BRIEF.
Reproduce all of the records below word for word, line by line, without changing anything.

--- start EXTRACTED ENTRIES ---

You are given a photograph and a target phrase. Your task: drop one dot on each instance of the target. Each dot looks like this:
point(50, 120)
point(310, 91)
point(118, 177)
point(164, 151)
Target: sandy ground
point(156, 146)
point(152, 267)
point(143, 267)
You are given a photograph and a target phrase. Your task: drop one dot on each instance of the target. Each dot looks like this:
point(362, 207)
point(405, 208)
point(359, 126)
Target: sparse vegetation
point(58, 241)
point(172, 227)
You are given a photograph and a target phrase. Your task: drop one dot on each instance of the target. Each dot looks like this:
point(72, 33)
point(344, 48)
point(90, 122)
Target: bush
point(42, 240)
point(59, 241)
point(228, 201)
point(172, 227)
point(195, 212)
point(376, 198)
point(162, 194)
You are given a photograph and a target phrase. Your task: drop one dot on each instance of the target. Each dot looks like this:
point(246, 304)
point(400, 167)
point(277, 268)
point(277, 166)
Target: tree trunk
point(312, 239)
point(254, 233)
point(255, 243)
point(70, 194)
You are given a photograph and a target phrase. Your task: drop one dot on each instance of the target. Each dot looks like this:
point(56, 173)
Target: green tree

--- end EXTRACTED ENTRIES ---

ANSWER TO THE PROBLEM.
You are given a photograph and a target phrase. Your task: drop one dot on each instance of the target. Each dot looks like this:
point(50, 120)
point(310, 91)
point(118, 177)
point(164, 151)
Target: sandy ground
point(156, 146)
point(152, 267)
point(143, 267)
You are given a photograph and a target phrase. Your task: drop one dot on each instance of the target. Each dot looks like this:
point(362, 207)
point(405, 208)
point(359, 126)
Target: sparse vegetation
point(58, 241)
point(172, 227)
You are given a photograph and a target phrase. Your task: drop one dot on each instance of the target. Each dot looks like this:
point(72, 33)
point(344, 48)
point(90, 122)
Target: bush
point(42, 240)
point(59, 241)
point(228, 201)
point(172, 227)
point(195, 212)
point(376, 198)
point(162, 194)
You are given a photograph and a target phrase. Your task: drop one dot on each instance of the target. Each dot looks like this:
point(246, 304)
point(400, 167)
point(277, 268)
point(277, 166)
Target: tree trunk
point(312, 239)
point(254, 233)
point(255, 243)
point(70, 194)
You are given a photograph and a target phrase. Your task: drop one dot on each instance of the target. Each dot looks like this:
point(56, 173)
Target: green tree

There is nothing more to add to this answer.